Texto de origem –
Caro leitor (a), este início de ano está sendo daqueles para possivelmente entrar para história. Não por bons motivos ou porque a paz mundial realmente reinará em 2020, o grande nome do ano até agora se chama COVID-19, o vírus surgido da China que em março passou a ser considerado uma pandemia mundial pela OMS (Organização Mundial de Saúde).

Bolsas de valores estão despencando ao redor do mundo, fronteiras sendo fechadas e empresas de hospedagem e transporte estão sofrendo prejuízos incalculáveis.

E é a partir daí que nosso artigo inicia, segundo dados, o prejuízo global para empresas do setor aéreo pode chegar a US$ 113 bilhões, fora o impacto para o setor hoteleiro e turístico de todos os países, principalmente os da Europa. Não é incomum ouvirmos que empresas do ramo estão anunciando férias coletivas para minimizar suas perdas.

Nesta esteira, temos milhares de consumidores que adquiriram passagens principalmente para o velho continente antes mesmo de saberem da existência de um vírus que ganharia proporções mundiais.

Muitos viajantes para obter preços mais atraentes, acabam reservando suas passagens, hotéis e passeios com bastante antecedência, o que torna impossível a previsibilidade do cancelamento da viagem, principalmente por uma pandemia global que surge em poucos meses.

Com a data da viagem chegando e o surto sem qualquer sinal de melhora, como fica o direito do consumidor junto esta empresa? Prevalece a política de cancelamento da empresa, prioriza-se a saúde do consumidor ignorando a perda do lucro da companhia?

Pois bem, inicialmente, o melhor caminho que devemos adotar é procurar junto as companhias contratadas, seja ela a de transporte aéreo, o hotel ou mesmo as de passeio, se estão com alguma política de cancelamento diferenciada por conta do surto.

Muitas companhias estão adotando medidas especiais por conta do vírus e desconsiderando o contrato pactuado que geralmente prevê pouca ou quase nenhum reembolso para o reagendamento ou cancelamento de viagens.

Mas e quando a empresa não adota qualquer medida diferenciada sobre o cancelamento, ou oferece uma opção totalmente inviável para o consumidor?

Muitas companhias aéreas, estão oferecendo a remarcação sem o pagamento de qualquer multa, algumas estão concedendo vouchers para viagem em outro momento, mas dificilmente vemos alguma empresa ofertar a devolução do valor pago em sua integralidade, o que se torna totalmente inviável para clientes que precisam comparecer em certo local para certo evento, para este consumidor, viajar em outra época em nada lhe adiantaria.

Dados brutos –

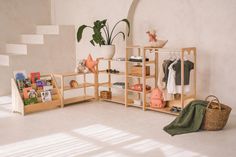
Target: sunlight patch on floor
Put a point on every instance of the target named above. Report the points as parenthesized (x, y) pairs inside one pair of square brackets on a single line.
[(106, 134), (110, 154), (4, 114), (56, 145), (5, 100)]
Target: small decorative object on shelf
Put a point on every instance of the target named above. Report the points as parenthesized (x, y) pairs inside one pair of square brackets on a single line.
[(20, 75), (136, 70), (91, 64), (81, 67), (157, 99), (46, 96), (112, 71), (138, 102), (139, 87), (137, 59), (105, 94), (153, 41), (74, 84), (34, 76)]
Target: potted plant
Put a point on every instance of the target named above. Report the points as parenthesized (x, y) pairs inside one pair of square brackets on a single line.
[(103, 36)]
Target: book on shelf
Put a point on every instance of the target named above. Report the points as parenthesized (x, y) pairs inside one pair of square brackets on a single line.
[(46, 96), (34, 76)]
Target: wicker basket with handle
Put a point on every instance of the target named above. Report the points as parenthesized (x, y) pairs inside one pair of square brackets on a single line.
[(216, 115)]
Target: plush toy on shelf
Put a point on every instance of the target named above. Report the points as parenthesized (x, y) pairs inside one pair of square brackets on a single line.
[(152, 36), (157, 100), (81, 67), (153, 40)]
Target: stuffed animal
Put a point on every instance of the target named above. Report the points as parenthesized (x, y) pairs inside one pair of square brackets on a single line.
[(157, 100), (81, 67), (152, 36)]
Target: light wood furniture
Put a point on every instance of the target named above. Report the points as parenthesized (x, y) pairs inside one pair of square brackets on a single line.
[(18, 104), (126, 97), (142, 51), (109, 85), (142, 95), (84, 86)]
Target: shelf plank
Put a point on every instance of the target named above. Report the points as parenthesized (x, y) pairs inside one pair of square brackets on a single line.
[(147, 62), (79, 86), (77, 99), (120, 73), (113, 60), (70, 74), (134, 105), (42, 106), (139, 76), (163, 110), (134, 91), (115, 99), (106, 84)]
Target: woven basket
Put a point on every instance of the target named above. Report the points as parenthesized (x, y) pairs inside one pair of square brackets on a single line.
[(216, 115)]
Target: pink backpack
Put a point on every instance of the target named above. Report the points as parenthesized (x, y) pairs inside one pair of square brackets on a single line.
[(157, 100)]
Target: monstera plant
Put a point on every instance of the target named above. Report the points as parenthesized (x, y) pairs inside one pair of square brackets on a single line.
[(103, 35)]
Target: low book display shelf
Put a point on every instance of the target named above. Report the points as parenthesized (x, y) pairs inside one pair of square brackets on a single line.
[(19, 106)]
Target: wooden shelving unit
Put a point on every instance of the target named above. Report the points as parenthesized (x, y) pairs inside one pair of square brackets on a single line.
[(142, 95), (60, 88), (84, 86), (142, 51), (120, 99), (18, 104)]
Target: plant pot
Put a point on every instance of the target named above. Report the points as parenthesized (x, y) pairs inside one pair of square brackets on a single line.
[(107, 51)]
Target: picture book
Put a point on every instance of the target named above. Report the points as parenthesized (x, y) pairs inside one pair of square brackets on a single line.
[(48, 88), (40, 83), (34, 76), (46, 96), (20, 75), (26, 91)]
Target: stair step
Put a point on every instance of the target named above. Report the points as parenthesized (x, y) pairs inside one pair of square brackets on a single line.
[(47, 29), (16, 48), (4, 60), (32, 39)]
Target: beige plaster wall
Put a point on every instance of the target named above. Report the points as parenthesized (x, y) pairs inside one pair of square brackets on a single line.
[(208, 25)]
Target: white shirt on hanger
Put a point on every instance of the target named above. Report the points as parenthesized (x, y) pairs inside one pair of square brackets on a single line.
[(171, 79)]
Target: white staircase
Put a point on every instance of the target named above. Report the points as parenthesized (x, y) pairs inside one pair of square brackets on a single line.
[(4, 60), (47, 29), (32, 39), (50, 49), (20, 49)]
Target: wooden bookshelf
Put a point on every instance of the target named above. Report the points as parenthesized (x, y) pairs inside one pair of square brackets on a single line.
[(63, 88)]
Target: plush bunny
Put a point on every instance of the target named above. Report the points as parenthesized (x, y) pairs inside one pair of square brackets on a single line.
[(81, 67), (152, 36)]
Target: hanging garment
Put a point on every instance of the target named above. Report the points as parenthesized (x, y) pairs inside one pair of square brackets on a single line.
[(162, 86), (188, 66), (171, 89), (165, 67)]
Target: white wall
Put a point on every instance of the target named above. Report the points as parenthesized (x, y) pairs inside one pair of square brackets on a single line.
[(208, 25)]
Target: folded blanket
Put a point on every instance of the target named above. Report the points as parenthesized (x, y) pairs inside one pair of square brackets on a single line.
[(189, 120)]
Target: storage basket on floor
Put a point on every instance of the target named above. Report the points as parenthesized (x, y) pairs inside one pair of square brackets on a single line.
[(216, 115)]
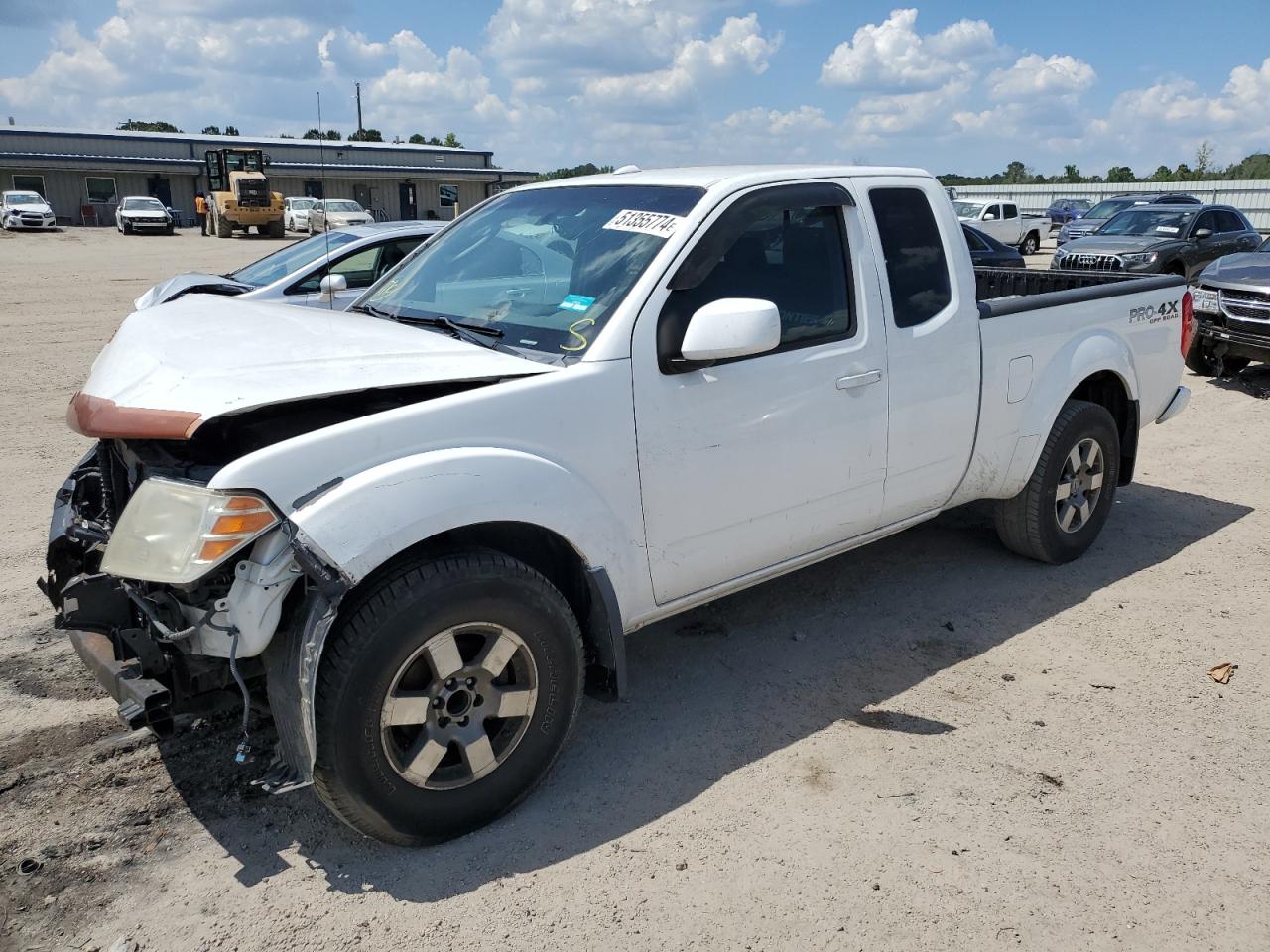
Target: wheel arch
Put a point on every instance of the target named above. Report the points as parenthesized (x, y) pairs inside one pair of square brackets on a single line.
[(1109, 390), (587, 589), (1102, 368)]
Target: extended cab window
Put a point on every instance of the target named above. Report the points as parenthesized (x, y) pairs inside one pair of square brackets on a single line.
[(790, 254), (917, 268)]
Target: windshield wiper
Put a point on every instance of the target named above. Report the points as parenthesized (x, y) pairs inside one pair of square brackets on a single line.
[(472, 334)]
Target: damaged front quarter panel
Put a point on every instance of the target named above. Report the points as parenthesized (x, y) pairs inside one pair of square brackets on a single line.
[(291, 666)]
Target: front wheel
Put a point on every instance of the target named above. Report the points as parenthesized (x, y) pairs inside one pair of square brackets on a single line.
[(1061, 512), (444, 697)]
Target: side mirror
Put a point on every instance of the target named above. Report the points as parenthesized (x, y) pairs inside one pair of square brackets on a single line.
[(330, 285), (731, 326)]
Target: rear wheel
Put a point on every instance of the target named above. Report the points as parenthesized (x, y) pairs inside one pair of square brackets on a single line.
[(444, 697), (1061, 512)]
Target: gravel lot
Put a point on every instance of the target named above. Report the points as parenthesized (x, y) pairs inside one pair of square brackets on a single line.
[(924, 744)]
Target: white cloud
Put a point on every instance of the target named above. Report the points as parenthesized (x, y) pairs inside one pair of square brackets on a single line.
[(739, 46), (894, 58), (1034, 75), (564, 40)]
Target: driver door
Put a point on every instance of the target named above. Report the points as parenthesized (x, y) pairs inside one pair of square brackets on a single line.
[(754, 461)]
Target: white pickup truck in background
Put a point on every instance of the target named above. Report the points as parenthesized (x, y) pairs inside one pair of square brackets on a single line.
[(1002, 220), (422, 526)]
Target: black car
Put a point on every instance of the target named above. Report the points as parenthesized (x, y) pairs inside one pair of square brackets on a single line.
[(1087, 222), (1161, 239), (1232, 313), (985, 252)]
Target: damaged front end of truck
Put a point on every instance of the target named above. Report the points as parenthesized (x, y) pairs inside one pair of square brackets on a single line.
[(166, 649)]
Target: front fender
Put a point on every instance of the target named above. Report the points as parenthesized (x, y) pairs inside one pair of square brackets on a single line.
[(377, 513)]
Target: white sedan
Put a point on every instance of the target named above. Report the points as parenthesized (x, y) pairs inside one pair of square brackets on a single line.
[(295, 213), (324, 271), (143, 213), (336, 213), (26, 209)]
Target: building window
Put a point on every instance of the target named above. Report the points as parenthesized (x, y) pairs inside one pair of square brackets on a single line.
[(100, 189), (30, 182)]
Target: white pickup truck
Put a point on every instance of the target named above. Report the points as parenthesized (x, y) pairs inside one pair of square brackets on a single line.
[(1001, 218), (425, 526)]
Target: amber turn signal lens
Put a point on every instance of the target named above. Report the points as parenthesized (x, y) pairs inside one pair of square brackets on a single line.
[(214, 548), (241, 525)]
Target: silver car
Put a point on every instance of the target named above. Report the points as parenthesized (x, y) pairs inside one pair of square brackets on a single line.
[(336, 213), (322, 271)]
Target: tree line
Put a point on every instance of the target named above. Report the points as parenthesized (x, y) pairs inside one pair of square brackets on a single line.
[(451, 140), (1016, 173)]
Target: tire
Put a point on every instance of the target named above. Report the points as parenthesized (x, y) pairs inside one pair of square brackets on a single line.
[(1042, 525), (1199, 361), (381, 779)]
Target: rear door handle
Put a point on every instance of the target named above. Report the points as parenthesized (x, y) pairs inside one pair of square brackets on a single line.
[(858, 380)]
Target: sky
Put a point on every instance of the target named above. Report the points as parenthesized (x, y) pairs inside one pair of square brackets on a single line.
[(951, 86)]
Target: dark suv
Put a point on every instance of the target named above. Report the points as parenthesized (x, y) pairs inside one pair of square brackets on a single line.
[(1161, 239), (1110, 207), (1065, 209)]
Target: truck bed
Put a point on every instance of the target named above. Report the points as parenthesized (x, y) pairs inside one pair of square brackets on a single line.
[(1005, 291)]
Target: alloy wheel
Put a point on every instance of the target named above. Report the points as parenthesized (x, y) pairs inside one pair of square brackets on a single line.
[(1080, 485), (458, 706)]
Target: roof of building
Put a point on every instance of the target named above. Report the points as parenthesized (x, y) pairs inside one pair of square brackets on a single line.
[(195, 166), (231, 140)]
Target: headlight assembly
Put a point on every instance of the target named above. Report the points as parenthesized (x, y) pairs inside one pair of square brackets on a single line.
[(1139, 258), (177, 532)]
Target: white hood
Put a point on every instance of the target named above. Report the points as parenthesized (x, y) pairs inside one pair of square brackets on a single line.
[(218, 356)]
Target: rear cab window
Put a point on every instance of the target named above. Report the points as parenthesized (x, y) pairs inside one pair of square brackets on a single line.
[(780, 245), (917, 267)]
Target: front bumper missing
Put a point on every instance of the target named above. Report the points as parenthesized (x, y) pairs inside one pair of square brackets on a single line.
[(143, 701)]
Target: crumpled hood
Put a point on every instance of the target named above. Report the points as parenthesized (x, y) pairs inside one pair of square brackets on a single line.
[(1250, 270), (1116, 244), (35, 208), (187, 282), (213, 357)]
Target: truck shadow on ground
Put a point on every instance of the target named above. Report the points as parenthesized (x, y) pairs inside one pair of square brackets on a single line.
[(838, 639)]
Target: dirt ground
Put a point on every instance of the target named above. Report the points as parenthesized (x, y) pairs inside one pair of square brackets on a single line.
[(924, 744)]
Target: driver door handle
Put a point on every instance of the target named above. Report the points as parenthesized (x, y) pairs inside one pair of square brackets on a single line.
[(858, 380)]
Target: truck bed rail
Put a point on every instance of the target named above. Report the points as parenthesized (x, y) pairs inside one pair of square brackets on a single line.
[(1005, 291)]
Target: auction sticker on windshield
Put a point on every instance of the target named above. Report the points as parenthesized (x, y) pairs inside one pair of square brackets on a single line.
[(644, 222)]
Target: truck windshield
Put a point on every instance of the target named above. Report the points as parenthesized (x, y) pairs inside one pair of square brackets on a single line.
[(290, 259), (544, 267), (1143, 221)]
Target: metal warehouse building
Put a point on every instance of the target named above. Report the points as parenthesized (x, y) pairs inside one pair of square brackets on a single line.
[(84, 175)]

O que se pede – Liste as companhias contratadas que, segundo o texto sobre cancelamento de viagens na pandemia, o consumidor deve procurar primeiro para saber se há uma política de cancelamento diferenciada por causa do surto.

Sua solução –
- A companhia de transporte aéreo
- O hotel
- As companhias de passeio